PASSAGE GIVEN:
----
When/Where/Why: Working out the origin of this one gave me a bit of a headache. Turns out I got it in something called “Northern Lights Indies Summer 2010”, a five game bundle that also came with Crayon Physics Deluxe, Saira, Plain Sight and Blueberry Garden (of last week’s fame but already owned). I paid US$20 for this bundle in July 2010 and let this be yet another reminder that ideas of what was considered a “deal” have changed significantly since. It’s frankly astonishing that anyone still makes money from games.
At the same time I also apparently bought Beat Hazard, which we’ve been over, and two packs of DLC for Borderlands, which we’ll get to, like, soon enough, because oh it’s the next game, how’s about that.
What/Who: Bob Came in Pieces is a 2D physicsy puzzle-platformer. You play as Bob, an alien call-centre worker who accidentally crash-landed on earth. Bob needs to find a particular piece of hardware in order to get home, a hyperdrive somethingarather, so you fly Bob from place to place in their little spaceship, looking for it. The game is divided into chapters, each of which (after the first couple) requires you to do some amount of envionmental puzzle solving in order to get to the exit. Each chapter also contains five other spaceship parts which you can collect (sometimes themselves hidden or requiring extra puzzle-solving to get to). The kicker is that these spaceship parts can be tacked on and off Bob’s spaceship at numerous spots throughout each level - pretty much at any time you have to solve a different puzzle, actually - so you have to kind of build and dismantle the spaceship as the situation changes.
It’s by Ludosity [official site], who are frommmm Sweden! (Fun Fact: this is the third game in a row by a Swedish developer, and the game before that sort-of pretended to be made by a Swedish developer. What does this tell us about Sweden, games and this part of the alphabet? Almost certainly nothing.) Ludosity have made quite a few games by now. I haven’t played any of the others, but I have heard of Card City Nights and Ittle Dew (heard of them, in fact, because I apparently own them). Bob Came In Pieces was Ludosity’s third game, and it came out in 2009.
----
TASKS:
a – Copy the post on Bob Came in Pieces between "At the same" and "how’s about that.", inclusive.
b – Answer these about the post on Bob Came in Pieces:
(i) How much was paid for the bundle that included the game?
(ii) What country is Ludosity from?
(iii) In what year did Bob Came in Pieces come out?
The records after this post aren't needed for anything here.
----
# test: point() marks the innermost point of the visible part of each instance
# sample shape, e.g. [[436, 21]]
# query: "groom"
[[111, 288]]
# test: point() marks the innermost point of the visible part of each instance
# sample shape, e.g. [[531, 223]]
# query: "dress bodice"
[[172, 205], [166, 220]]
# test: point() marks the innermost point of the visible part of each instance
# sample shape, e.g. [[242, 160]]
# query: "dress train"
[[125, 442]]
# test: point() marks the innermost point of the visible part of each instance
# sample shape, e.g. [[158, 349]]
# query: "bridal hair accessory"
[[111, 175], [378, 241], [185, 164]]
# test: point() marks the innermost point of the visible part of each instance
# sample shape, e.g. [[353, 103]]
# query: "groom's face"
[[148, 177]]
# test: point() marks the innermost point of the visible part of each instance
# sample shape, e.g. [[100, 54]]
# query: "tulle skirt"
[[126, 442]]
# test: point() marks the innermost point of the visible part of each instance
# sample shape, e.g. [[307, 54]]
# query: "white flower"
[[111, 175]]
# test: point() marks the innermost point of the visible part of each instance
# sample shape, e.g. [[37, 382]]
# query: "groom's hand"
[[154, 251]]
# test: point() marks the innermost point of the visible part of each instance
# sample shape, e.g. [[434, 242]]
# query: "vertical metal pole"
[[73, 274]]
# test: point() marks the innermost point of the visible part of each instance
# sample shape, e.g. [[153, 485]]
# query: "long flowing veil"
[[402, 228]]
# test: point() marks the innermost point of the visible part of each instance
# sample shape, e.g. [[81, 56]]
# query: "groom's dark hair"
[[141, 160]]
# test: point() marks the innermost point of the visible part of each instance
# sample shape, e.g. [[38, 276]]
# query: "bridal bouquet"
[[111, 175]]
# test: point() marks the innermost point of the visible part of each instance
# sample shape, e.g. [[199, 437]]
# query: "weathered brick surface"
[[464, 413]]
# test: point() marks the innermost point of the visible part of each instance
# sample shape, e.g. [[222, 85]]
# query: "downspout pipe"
----
EXPECTED RESPONSES:
a –
At the same time I also apparently bought Beat Hazard, which we’ve been over, and two packs of DLC for Borderlands, which we’ll get to, like, soon enough, because oh it’s the next game, how’s about that.

b –
(i) US$20
(ii) Sweden
(iii) 2009